» FRAGMENTO DE PÁGINA
Placer / No. 231

Notas al margen [de una conversación]
 
 

Soy estudiante de maestría y confieso que odio mi corpus. [Siempre quise abrir un texto con una confesión, pero la inercia arrojó algo más cercano a una presentación de AA]. En realidad no lo odio, sólo no me produce placer. Me refiero al corpus de la tesis [pero supongo que en algún nivel también mi cuerpo me resulta implacentero por momentos. Sin considerar mocos y diarreas, me incomoda el avistamiento de las orejas. De toda oreja en general: es un cartílago doblado que intenta ajustarse a la proporción áurea, pero termina acercándose más a un retrete].

Ya me lo han recriminado: “¿Cómo puedes trabajar con un corpus que no te gusta? Debe ser tormentoso”. Si alguien está dispuesto a pasar al menos dos años de su vida mirando minuciosamente un objeto, se espera que éste sea agradable a la vista. Es como el noviazgo o el matrimonio, dicen. Pero yo me inclino más a considerar mi relación con el corpus como la del aracnólogo con la araña [aunque, ciertamente, hay biólogos con una perturbadora fascinación hacia los artrópodos y el reino Fungi que debería considerarse patológica. No es que intente imponer un concepto de belleza, pero a todas luces una araña no puede ser bella a menos que pase por el pincel del artista. Por otro lado, acepto la idea de que a algunos los hongos les sean indiferentes y resulte improcedente considerar su belleza, el parámetro axiológico debe ajustarse a criterios bioéticos; personalmente, hay ciertas variedades como los puccinia que me entripan la fobia y me dan ganas de arrancarme la piel. Puede usted googlearlas para confirmar… bajo su propio riesgo].

En fin, mi corpus no me parece placentero, tengo amores estéticos en la vida y los cuentos que analizo no están en esa lista. Lo mismo me pasó en la licenciatura, y un miembro del sínodo se estremeció cuando declaré que no me gustaba el cuento al que dediqué un capítulo entero. ¡¿Cómo, si pasaste lexía por lexía?! Para mí había sido algo normal, pero al parecer es una fibra incómoda en el mundo de las letras que no detecté a tiempo para mimetizarme.

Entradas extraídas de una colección
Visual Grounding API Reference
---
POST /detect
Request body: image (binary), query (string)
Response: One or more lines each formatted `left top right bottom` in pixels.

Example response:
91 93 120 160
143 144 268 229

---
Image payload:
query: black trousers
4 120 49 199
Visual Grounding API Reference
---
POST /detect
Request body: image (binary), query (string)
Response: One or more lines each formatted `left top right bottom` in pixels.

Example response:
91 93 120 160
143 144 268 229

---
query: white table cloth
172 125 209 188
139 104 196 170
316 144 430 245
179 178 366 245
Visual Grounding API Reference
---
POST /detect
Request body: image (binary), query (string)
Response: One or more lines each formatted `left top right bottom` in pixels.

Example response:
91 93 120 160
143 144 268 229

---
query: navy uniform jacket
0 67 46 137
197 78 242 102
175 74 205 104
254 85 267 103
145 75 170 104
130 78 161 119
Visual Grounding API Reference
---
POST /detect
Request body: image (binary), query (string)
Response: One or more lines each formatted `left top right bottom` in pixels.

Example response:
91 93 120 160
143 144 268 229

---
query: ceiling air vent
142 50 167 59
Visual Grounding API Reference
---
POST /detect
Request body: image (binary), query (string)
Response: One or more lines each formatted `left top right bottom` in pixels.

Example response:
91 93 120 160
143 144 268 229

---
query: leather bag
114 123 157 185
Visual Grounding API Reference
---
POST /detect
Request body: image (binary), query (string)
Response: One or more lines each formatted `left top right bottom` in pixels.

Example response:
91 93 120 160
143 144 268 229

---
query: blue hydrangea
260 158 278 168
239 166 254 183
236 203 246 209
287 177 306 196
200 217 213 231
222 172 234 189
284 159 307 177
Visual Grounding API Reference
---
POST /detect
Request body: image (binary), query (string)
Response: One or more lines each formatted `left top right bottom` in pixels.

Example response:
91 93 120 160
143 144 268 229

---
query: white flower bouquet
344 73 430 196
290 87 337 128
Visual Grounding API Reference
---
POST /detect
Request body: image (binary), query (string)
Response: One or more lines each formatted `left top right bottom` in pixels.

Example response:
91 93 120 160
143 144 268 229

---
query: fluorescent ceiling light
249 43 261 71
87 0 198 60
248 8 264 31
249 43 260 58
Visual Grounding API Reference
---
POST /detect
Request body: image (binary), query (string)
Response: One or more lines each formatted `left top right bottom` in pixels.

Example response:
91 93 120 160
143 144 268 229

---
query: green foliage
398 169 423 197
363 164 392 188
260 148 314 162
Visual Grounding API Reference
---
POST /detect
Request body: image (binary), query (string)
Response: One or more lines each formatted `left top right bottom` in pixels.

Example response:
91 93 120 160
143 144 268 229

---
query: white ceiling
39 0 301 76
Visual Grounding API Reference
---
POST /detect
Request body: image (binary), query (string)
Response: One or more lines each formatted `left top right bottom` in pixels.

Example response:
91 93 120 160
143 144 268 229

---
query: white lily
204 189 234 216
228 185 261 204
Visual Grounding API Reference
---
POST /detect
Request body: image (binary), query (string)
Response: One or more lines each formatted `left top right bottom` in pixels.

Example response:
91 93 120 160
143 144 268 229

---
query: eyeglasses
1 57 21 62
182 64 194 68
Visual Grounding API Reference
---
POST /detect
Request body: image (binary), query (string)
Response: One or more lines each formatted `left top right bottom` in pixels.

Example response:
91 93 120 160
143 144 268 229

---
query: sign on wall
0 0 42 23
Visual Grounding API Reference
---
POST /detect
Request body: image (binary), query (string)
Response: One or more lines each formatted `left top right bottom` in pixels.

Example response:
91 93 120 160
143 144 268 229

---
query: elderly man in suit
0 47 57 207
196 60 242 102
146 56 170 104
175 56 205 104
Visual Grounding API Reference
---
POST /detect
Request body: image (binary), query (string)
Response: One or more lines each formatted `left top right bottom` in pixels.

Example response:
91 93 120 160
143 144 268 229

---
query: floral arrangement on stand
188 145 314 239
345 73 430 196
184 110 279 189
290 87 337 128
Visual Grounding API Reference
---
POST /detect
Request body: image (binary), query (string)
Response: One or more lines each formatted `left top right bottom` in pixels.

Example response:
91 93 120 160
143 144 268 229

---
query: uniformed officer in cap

» QUÉ HACER
1) Reproduce sin cambios el pasaje del texto sobre el corpus de la tesis que va de "Soy estudiante de" a "a un retrete].", ambos incluidos.
2) Escribe la siguiente parte del texto sobre el corpus de la tesis, empezando justo después de su última oración.

» LISTA DE RESPUESTAS
1)
Soy estudiante de maestría y confieso que odio mi corpus. [Siempre quise abrir un texto con una confesión, pero la inercia arrojó algo más cercano a una presentación de AA]. En realidad no lo odio, sólo no me produce placer. Me refiero al corpus de la tesis [pero supongo que en algún nivel también mi cuerpo me resulta implacentero por momentos. Sin considerar mocos y diarreas, me incomoda el avistamiento de las orejas. De toda oreja en general: es un cartílago doblado que intenta ajustarse a la proporción áurea, pero termina acercándose más a un retrete].

2)
Me pasa con algunas cosas que se le atribuyen al sentido común. Se supone que éste está vinculado con la supervivencia, es un mecanismo del humano derivado de reflejos básicos y emociones como el miedo, pero, a la vez, asociado con la capacidad de nuestro cerebro para predecir los resultados de una secuencia inmediata. Se supone que todos poseemos sentido común y que lo aplicamos para asegurarnos individual y comunitariamente. Creo que yo no lo desarrollé bien. Es de esas cosas que uno perfecciona entre la infancia y la adolescencia, pero tengo la sensación de haber faltado a esa clase [como cuando me ausenté el día que enseñaron si se debe recortar exactamente sobre la línea punteada o al interior, no lo sé, ¡hasta la fecha no lo sé! Tampoco sé distinguir entre el verde azulado y el azul verdoso. Falté a la escuela. Quizá fue el mismo día en que enseñaron las tres cosas: Tijeras 1, Tonos del Verde y del Azul, Sentido Común. Momentos así lo hacen a uno sospechar sobre toda la cadena de mentiras de Occidente].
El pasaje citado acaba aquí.